* Explore the material:
(a) From the remembrance of the mother on her 75th birthday, return word for word the passage that begins at the words "Grief is a strange" and stops after "crashing over me.".
(b) Using the remembrance of the mother on her 75th birthday, state whether each statement agrees with it. Answer yes or no for each and quote the deciding words.
(i) The mother often complained about her pain.
(ii) At the end, the mother said she was ready to go.
(iii) Today would have been the mother's 80th birthday.
(c) Extend the remembrance of the mother on her 75th birthday past its last sentence.

* Excerpt provided:
★ ★ ★ ★ ★ ★ ★

Today would have been my mother's 75th birthday and I wish I could wish her a happy birthday.
Grief is a strange thing. Over the past 9 years it has been like the waves on the beach. Sometimes the occasional gentle wave and other times like a freak tidal wave crashing over me.
I still catch myself thinking about picking up the phone and calling her to tell her something. Then I remember.
But, I am grateful for my faith and testimony of the plan of salvation which lets me know that all is as it should be. She had completed her earthly mission and it was her time to return. Her life had been one filled with trials, more physical and emotional pain than anyone would imagine because she never complained.
At the end she said she was ready to go
"I have had a good life"
She knew the secret of gratitude.
Today I will celebrate her life here on earth. I will celebrate this wonderful woman who taught me about patience, about enduring trials of every kind with a faithful heart and cheerful demeanour. She taught me the value of a good sense of humour and of looking outward to others and forward with hope.

★ ★ ★ ★ ★ ★ ★

[Region pointing data]
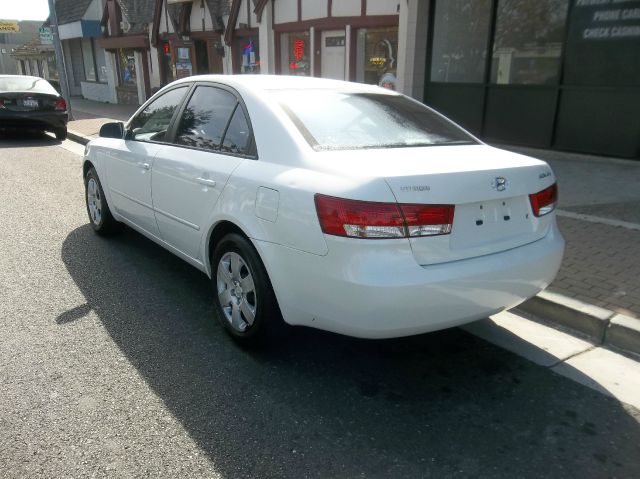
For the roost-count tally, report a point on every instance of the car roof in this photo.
(285, 82)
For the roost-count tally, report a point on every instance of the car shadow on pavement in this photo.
(325, 405)
(26, 138)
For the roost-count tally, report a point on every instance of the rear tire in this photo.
(100, 216)
(61, 133)
(245, 302)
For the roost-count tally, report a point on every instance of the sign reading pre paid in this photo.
(9, 26)
(46, 35)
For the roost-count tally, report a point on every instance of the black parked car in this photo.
(32, 103)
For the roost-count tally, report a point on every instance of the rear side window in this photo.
(205, 118)
(151, 123)
(335, 120)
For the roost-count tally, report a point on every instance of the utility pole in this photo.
(57, 44)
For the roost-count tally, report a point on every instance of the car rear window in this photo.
(334, 120)
(26, 84)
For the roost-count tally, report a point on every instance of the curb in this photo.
(77, 137)
(600, 325)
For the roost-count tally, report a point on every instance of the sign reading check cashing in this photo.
(9, 26)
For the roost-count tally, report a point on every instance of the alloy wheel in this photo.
(236, 291)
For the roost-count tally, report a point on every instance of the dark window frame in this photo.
(129, 132)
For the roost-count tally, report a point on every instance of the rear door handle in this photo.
(206, 181)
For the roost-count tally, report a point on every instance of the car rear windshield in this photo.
(334, 120)
(26, 84)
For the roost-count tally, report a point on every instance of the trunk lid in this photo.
(489, 187)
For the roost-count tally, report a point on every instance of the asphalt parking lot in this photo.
(111, 364)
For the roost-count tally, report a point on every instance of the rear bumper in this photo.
(36, 120)
(379, 291)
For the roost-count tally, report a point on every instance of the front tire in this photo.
(245, 302)
(100, 216)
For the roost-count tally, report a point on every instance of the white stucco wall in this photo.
(385, 7)
(197, 14)
(286, 11)
(96, 91)
(154, 68)
(314, 9)
(412, 47)
(250, 20)
(94, 11)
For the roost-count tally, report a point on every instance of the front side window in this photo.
(205, 118)
(335, 120)
(152, 123)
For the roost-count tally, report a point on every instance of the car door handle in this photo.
(206, 181)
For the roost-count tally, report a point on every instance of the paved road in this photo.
(111, 365)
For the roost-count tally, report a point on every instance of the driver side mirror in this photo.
(112, 130)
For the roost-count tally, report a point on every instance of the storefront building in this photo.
(125, 26)
(187, 37)
(79, 28)
(354, 40)
(561, 74)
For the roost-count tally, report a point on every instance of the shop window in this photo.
(528, 41)
(603, 44)
(295, 57)
(126, 67)
(87, 59)
(460, 33)
(247, 55)
(377, 56)
(101, 65)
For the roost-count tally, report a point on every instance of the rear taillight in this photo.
(368, 219)
(544, 202)
(61, 105)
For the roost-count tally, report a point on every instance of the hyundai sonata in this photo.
(329, 204)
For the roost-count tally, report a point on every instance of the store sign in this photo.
(46, 35)
(334, 42)
(10, 26)
(608, 19)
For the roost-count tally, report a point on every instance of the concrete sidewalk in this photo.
(597, 290)
(89, 116)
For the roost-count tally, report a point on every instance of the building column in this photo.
(140, 74)
(412, 47)
(267, 42)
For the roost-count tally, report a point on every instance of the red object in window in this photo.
(298, 49)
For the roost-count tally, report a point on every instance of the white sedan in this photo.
(335, 205)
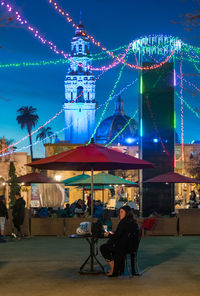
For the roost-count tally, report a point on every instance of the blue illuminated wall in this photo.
(158, 136)
(79, 106)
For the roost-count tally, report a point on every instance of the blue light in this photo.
(130, 140)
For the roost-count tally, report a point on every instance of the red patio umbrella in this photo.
(171, 177)
(90, 158)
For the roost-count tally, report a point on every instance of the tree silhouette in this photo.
(27, 118)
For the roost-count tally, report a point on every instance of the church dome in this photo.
(111, 126)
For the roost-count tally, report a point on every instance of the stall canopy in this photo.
(104, 179)
(92, 158)
(75, 179)
(35, 178)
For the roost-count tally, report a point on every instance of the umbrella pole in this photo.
(92, 192)
(103, 195)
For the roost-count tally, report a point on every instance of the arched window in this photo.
(80, 98)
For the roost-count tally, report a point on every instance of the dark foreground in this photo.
(43, 266)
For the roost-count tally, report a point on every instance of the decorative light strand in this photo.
(106, 106)
(57, 132)
(182, 122)
(189, 107)
(155, 126)
(51, 45)
(34, 31)
(62, 12)
(47, 122)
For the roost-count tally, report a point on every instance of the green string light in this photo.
(189, 107)
(124, 127)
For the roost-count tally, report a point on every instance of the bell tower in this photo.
(79, 105)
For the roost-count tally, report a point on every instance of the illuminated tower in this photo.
(79, 106)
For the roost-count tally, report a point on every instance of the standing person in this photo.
(3, 217)
(18, 214)
(193, 199)
(89, 201)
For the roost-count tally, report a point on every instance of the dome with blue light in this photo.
(111, 126)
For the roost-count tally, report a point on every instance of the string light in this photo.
(53, 47)
(155, 126)
(121, 131)
(112, 98)
(57, 132)
(106, 106)
(182, 122)
(47, 122)
(34, 31)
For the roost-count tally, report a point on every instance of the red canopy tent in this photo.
(91, 158)
(35, 178)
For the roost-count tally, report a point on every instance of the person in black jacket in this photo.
(18, 213)
(3, 217)
(124, 240)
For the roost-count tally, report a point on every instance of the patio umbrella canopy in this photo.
(104, 179)
(35, 178)
(92, 157)
(75, 179)
(171, 177)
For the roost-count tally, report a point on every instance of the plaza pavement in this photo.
(42, 266)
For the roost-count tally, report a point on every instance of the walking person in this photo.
(3, 217)
(18, 215)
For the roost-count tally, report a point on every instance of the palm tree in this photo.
(27, 118)
(43, 133)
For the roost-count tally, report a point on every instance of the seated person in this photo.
(98, 210)
(79, 208)
(193, 200)
(43, 213)
(118, 246)
(106, 220)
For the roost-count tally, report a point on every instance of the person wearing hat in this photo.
(3, 217)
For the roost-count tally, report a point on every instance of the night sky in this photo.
(114, 23)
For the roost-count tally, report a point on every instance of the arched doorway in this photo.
(80, 98)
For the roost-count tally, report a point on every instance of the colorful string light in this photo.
(53, 47)
(47, 122)
(182, 122)
(106, 106)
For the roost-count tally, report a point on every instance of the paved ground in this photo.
(43, 266)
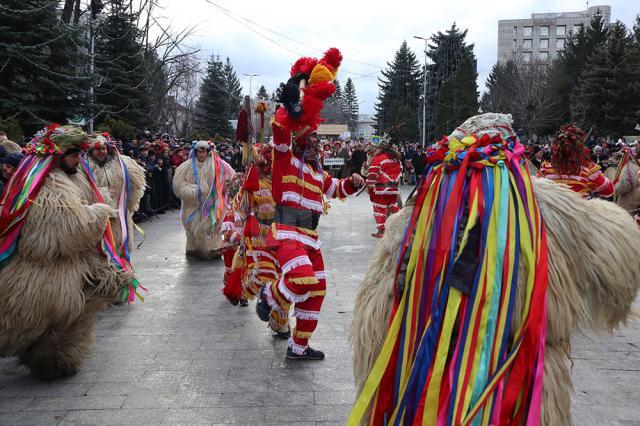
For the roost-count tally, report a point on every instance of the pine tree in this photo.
(262, 94)
(571, 61)
(447, 51)
(457, 98)
(398, 96)
(351, 105)
(122, 85)
(234, 90)
(212, 114)
(42, 71)
(607, 95)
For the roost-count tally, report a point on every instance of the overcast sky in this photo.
(368, 34)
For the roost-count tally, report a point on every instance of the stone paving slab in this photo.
(185, 356)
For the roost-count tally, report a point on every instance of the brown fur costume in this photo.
(588, 287)
(202, 240)
(56, 282)
(110, 177)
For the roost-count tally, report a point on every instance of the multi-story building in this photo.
(539, 38)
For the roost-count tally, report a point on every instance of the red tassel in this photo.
(252, 181)
(233, 287)
(251, 227)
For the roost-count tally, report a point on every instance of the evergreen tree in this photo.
(212, 114)
(262, 94)
(42, 71)
(234, 90)
(351, 105)
(447, 51)
(607, 97)
(571, 62)
(122, 85)
(457, 98)
(334, 109)
(398, 97)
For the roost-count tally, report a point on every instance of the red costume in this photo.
(571, 165)
(383, 180)
(298, 187)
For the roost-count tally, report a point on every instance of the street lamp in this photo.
(424, 92)
(250, 79)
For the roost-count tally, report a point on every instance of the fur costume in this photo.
(587, 288)
(109, 178)
(203, 239)
(55, 281)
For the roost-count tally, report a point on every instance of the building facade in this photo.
(539, 38)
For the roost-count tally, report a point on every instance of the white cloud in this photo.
(364, 32)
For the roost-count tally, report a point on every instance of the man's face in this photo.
(201, 155)
(7, 171)
(99, 152)
(69, 163)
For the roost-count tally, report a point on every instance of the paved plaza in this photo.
(187, 356)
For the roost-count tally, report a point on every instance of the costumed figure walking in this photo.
(123, 179)
(571, 165)
(383, 182)
(199, 183)
(298, 187)
(58, 259)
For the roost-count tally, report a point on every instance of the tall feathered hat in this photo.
(58, 140)
(303, 95)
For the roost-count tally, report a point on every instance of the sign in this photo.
(333, 162)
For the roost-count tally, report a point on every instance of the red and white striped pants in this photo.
(302, 283)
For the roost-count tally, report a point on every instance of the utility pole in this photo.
(424, 92)
(250, 80)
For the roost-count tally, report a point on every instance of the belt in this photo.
(291, 216)
(267, 222)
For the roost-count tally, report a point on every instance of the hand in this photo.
(356, 180)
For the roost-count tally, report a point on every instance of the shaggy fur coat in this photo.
(109, 179)
(593, 280)
(56, 282)
(202, 239)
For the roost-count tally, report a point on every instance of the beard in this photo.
(68, 169)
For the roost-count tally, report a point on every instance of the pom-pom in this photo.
(303, 65)
(332, 58)
(252, 181)
(251, 227)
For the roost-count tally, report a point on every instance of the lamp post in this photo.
(250, 80)
(424, 92)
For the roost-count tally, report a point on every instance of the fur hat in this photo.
(56, 139)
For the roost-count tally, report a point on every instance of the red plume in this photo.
(303, 65)
(332, 58)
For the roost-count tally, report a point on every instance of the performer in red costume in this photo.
(571, 165)
(298, 187)
(383, 182)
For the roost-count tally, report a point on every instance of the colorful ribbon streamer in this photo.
(454, 354)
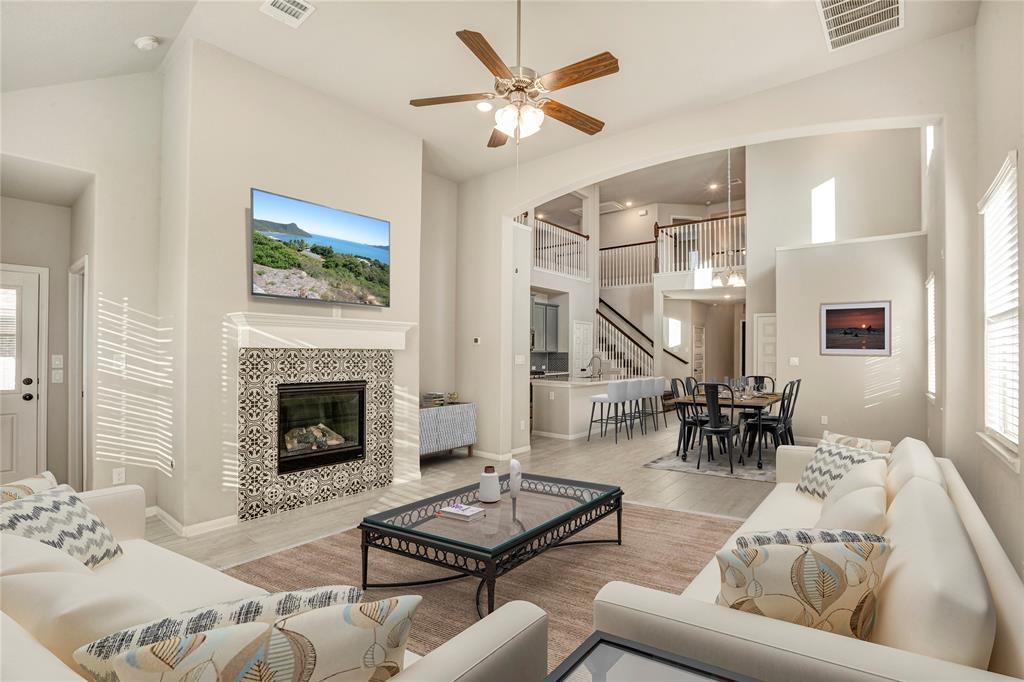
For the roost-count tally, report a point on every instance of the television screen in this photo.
(311, 252)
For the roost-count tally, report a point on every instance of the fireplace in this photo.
(320, 424)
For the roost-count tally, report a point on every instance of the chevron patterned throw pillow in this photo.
(59, 518)
(829, 464)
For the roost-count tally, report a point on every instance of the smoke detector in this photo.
(290, 12)
(146, 43)
(849, 22)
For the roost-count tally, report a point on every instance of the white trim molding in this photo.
(264, 330)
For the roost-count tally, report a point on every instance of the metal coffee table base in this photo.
(476, 563)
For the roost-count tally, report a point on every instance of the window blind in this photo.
(1001, 260)
(932, 353)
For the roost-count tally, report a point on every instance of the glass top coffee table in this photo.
(547, 512)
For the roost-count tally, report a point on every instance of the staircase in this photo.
(628, 348)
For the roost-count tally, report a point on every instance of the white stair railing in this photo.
(716, 244)
(631, 358)
(628, 265)
(560, 250)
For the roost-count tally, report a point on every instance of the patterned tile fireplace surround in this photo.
(262, 367)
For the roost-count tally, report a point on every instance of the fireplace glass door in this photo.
(320, 424)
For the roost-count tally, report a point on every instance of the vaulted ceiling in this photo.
(377, 55)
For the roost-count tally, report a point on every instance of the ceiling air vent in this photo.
(606, 207)
(291, 12)
(849, 22)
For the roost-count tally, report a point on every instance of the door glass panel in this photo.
(8, 338)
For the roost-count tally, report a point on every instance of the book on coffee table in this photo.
(462, 512)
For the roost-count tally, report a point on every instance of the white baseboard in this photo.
(561, 436)
(195, 528)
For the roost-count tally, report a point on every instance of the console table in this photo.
(446, 427)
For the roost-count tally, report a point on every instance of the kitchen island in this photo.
(561, 407)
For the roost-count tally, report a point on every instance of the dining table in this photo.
(759, 401)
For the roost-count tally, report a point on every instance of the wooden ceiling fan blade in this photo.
(448, 99)
(498, 138)
(479, 46)
(571, 117)
(604, 64)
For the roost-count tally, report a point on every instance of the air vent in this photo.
(849, 22)
(606, 207)
(291, 12)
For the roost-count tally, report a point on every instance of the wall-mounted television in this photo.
(310, 252)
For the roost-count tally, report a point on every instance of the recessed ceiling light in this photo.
(146, 43)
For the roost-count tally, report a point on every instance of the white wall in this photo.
(1000, 128)
(875, 396)
(337, 157)
(878, 192)
(437, 268)
(109, 127)
(39, 235)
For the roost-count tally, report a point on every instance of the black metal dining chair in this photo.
(719, 426)
(777, 427)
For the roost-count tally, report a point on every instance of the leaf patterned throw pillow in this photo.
(344, 643)
(827, 586)
(97, 657)
(829, 464)
(59, 518)
(27, 486)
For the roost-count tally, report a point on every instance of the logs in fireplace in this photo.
(321, 423)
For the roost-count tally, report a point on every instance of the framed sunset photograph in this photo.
(856, 329)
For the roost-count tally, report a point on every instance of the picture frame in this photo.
(856, 329)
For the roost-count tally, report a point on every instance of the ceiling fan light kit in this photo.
(525, 93)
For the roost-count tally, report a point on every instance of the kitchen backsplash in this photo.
(549, 361)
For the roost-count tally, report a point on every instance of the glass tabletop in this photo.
(543, 501)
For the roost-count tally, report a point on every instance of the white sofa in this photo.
(52, 605)
(950, 606)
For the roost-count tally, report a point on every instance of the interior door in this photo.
(765, 344)
(18, 374)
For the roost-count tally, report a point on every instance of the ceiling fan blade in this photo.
(485, 53)
(571, 117)
(600, 65)
(498, 138)
(448, 99)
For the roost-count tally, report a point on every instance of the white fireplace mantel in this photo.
(264, 330)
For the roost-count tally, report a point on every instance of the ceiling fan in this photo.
(524, 91)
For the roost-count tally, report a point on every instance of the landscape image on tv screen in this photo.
(307, 251)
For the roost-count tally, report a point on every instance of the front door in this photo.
(765, 345)
(18, 374)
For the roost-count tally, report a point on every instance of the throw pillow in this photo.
(827, 586)
(805, 537)
(830, 462)
(97, 656)
(59, 518)
(860, 510)
(27, 486)
(344, 643)
(881, 446)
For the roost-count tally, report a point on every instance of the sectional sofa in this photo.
(52, 604)
(950, 606)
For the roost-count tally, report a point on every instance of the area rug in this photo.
(662, 549)
(720, 465)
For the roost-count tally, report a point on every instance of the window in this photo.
(932, 354)
(998, 210)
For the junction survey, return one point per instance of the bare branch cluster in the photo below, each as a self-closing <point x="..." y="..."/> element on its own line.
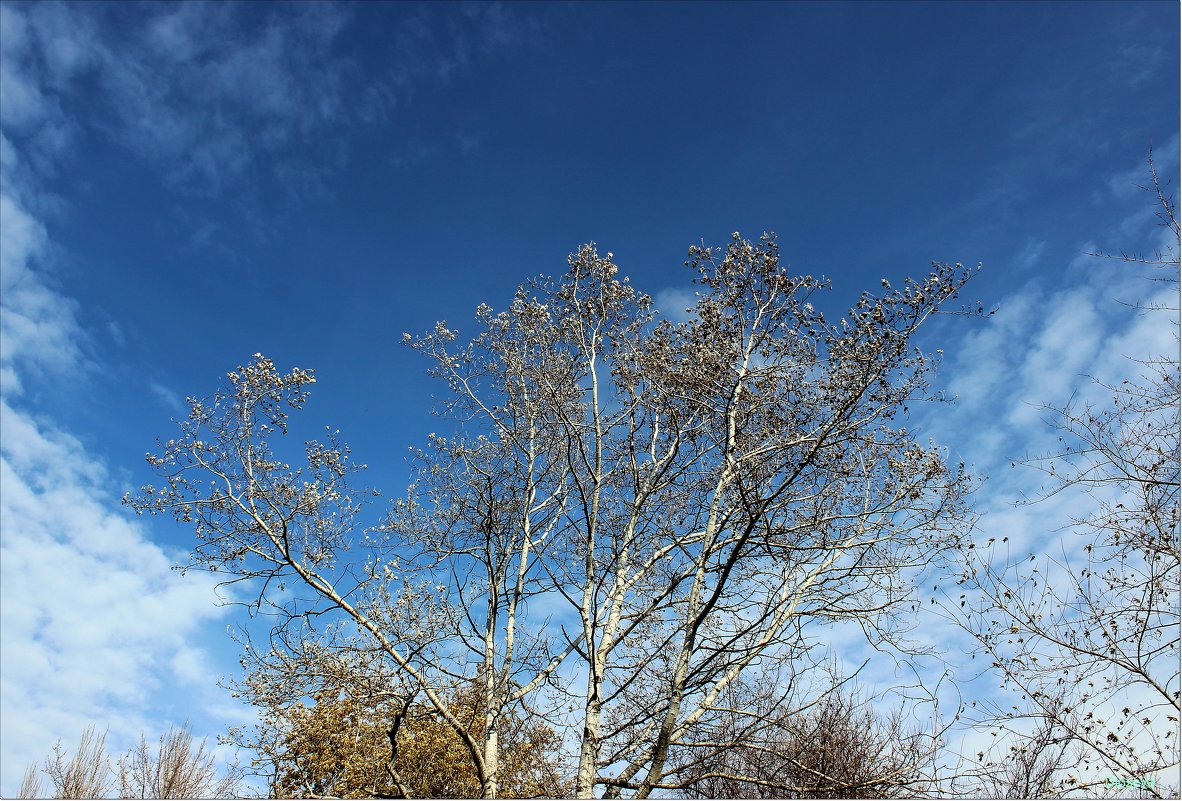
<point x="177" y="768"/>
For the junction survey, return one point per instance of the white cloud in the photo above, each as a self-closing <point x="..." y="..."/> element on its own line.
<point x="96" y="626"/>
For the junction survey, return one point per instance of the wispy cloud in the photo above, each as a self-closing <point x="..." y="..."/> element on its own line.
<point x="96" y="626"/>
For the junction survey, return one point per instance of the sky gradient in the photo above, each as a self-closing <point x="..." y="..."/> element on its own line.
<point x="186" y="184"/>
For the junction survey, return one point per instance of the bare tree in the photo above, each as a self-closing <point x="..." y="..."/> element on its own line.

★ ★ ★ ★ ★ ★ ★

* Answers to the exercises:
(a)
Grief is a strange thing. Over the past 9 years it has been like the waves on the beach. Sometimes the occasional gentle wave and other times like a freak tidal wave crashing over me.

(b)
(i) No: "because she never complained."
(ii) Yes: "At the end she said she was ready to go"
(iii) No: "Today would have been my mother's 75th birthday"

(c)
Although she was small in stature, she was a spiritual giant.
She had soft and gentle hands and a gentle manner, and I grieve for my children who have missed out on her hugs and her fruitbuns. They have to settle for my memories of her for now.
She was diagnosed with cancer in the same week that we moved out to Australia,
these photos were taken on our last visit to her before we left and although they were snappy snaps, they are treasures.
I love this last one of Bestemor with our Little Possum.
She must have wondered about seeing her grow up.
I hope that my mother gets to look in on us occasionally. I hope I am making her proud.
I will see her again, of that I am sure. In the meantime I shall continue to miss her but cherishing wonderful memories.